WHAT THE TASK REQUIRES. Restate, word for word, all of the material shown below.

RECORD EXCERPTS.
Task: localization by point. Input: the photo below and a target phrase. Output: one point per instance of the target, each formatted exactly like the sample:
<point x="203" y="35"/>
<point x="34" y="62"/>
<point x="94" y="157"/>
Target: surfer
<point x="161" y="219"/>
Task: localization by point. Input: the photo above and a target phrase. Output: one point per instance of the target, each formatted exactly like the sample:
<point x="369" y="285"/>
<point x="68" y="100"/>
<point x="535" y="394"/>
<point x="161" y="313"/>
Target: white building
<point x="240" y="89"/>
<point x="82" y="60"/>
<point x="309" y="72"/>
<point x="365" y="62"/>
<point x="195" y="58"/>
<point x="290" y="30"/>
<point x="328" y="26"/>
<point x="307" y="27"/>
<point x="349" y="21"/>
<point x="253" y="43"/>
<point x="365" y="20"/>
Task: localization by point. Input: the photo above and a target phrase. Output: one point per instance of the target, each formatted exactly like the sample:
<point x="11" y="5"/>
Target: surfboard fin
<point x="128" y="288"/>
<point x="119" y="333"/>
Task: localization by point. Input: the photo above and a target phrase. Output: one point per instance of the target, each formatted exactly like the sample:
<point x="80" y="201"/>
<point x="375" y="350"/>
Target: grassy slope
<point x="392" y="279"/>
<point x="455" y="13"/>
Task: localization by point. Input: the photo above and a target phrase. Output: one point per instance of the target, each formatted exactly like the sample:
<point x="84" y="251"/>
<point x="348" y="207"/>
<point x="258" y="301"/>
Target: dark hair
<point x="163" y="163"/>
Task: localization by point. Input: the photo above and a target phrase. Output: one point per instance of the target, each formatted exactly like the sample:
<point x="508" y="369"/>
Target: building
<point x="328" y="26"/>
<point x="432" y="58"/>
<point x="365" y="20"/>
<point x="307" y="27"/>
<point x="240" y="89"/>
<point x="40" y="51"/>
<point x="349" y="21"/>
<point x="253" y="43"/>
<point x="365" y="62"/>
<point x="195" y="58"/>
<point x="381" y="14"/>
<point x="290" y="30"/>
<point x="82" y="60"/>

EXPECTED OUTPUT.
Task: localization by point. Input: the photo below and a target phrase. Output: one point per instance of the target, each formatted exactly like the sample:
<point x="203" y="35"/>
<point x="34" y="62"/>
<point x="94" y="157"/>
Target: surfer
<point x="161" y="219"/>
Task: localization by point. Input: the photo above and a target phrase. Output: one point per instance of the target, each formatted exactly like the sample:
<point x="369" y="285"/>
<point x="68" y="100"/>
<point x="535" y="394"/>
<point x="161" y="313"/>
Target: white building
<point x="240" y="89"/>
<point x="82" y="60"/>
<point x="309" y="72"/>
<point x="365" y="62"/>
<point x="195" y="58"/>
<point x="290" y="30"/>
<point x="328" y="26"/>
<point x="307" y="27"/>
<point x="349" y="21"/>
<point x="253" y="43"/>
<point x="365" y="20"/>
Task: localization by point. Input: the photo above and a target phrase. Output: one point per instance of the target, each formatted exactly like the sample:
<point x="11" y="5"/>
Target: surfboard fin
<point x="128" y="288"/>
<point x="119" y="333"/>
Task: localization by point. Input: the photo above and a target phrase. Output: one point per instance of the target, each formatted exactly like the sample:
<point x="80" y="201"/>
<point x="375" y="350"/>
Target: grassy slope
<point x="392" y="279"/>
<point x="455" y="13"/>
Task: localization by point. Input: the photo above and a target phrase. Output: one point per instance of the target, each formatted exactly like the sample:
<point x="84" y="251"/>
<point x="348" y="207"/>
<point x="258" y="301"/>
Target: dark hair
<point x="163" y="163"/>
Task: localization by point. Input: the photo above and a target phrase. Output: one point per instance of the target, each formatted exactly like the sample:
<point x="508" y="369"/>
Target: building
<point x="328" y="26"/>
<point x="432" y="58"/>
<point x="365" y="20"/>
<point x="307" y="27"/>
<point x="240" y="89"/>
<point x="40" y="51"/>
<point x="349" y="21"/>
<point x="253" y="43"/>
<point x="365" y="62"/>
<point x="195" y="58"/>
<point x="381" y="14"/>
<point x="290" y="30"/>
<point x="82" y="60"/>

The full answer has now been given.